-- WORK TO COMPLETE --
Write out every one of the lines below without changing a single character.

#####

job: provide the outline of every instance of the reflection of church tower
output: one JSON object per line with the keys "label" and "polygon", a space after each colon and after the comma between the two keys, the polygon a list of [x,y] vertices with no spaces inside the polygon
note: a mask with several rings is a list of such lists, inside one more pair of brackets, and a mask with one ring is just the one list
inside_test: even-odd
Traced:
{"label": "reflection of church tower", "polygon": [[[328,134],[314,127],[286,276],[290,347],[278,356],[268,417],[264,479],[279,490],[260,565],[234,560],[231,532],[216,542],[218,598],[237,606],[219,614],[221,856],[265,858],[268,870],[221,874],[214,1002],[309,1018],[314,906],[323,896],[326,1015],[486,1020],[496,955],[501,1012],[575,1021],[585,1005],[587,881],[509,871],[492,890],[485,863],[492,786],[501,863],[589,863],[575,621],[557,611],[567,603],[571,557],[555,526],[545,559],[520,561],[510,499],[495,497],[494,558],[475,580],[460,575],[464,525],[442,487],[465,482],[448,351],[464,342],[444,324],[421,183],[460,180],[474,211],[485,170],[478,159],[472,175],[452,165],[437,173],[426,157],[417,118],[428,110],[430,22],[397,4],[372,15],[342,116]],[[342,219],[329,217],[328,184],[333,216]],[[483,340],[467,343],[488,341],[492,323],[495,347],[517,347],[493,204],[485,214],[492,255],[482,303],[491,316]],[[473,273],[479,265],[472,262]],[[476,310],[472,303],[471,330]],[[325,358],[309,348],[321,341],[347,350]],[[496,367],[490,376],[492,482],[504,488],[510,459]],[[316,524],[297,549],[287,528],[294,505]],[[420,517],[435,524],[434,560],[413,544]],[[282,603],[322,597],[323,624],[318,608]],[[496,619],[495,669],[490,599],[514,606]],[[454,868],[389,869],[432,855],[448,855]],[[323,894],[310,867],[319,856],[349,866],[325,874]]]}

#####

-- RESPONSE BELOW --
job: provide the outline of every instance of the reflection of church tower
output: one JSON object per line with the keys "label" and "polygon", a space after each colon and after the comma between the two keys, the polygon a list of [x,y] vertices with no spaces inside the polygon
note: a mask with several rings is a list of such lists, inside one more pair of brackets, and a mask with one ring is just the one list
inside_test: even-odd
Traced:
{"label": "reflection of church tower", "polygon": [[[328,134],[314,127],[286,276],[290,347],[278,356],[268,417],[264,479],[279,490],[260,565],[234,560],[231,532],[216,542],[218,598],[237,606],[219,614],[221,856],[265,858],[268,870],[221,874],[214,1002],[309,1018],[314,906],[323,896],[326,1015],[486,1020],[496,955],[501,1012],[575,1021],[585,1005],[587,881],[509,871],[492,890],[485,863],[492,786],[501,863],[589,863],[575,621],[557,611],[567,603],[571,557],[555,526],[545,559],[520,561],[510,499],[495,497],[494,558],[475,580],[460,575],[464,525],[442,487],[465,482],[448,351],[464,342],[444,324],[421,183],[460,180],[474,211],[485,170],[478,159],[472,175],[452,165],[437,173],[426,157],[417,118],[428,110],[430,22],[397,4],[372,15],[342,116]],[[342,219],[329,217],[328,184],[333,216]],[[483,340],[467,343],[488,341],[492,323],[495,347],[517,347],[493,204],[485,214],[492,255],[482,303],[491,316]],[[473,273],[479,265],[472,262]],[[476,310],[472,303],[471,330]],[[325,358],[309,348],[321,341],[347,350]],[[496,367],[490,376],[492,482],[504,488],[510,459]],[[316,524],[297,549],[287,528],[294,505]],[[420,517],[435,524],[434,560],[413,544]],[[282,603],[322,597],[323,624],[318,608]],[[496,619],[495,669],[490,599],[514,606]],[[454,868],[389,869],[432,855],[448,855]],[[323,894],[310,867],[319,856],[349,866],[325,874]]]}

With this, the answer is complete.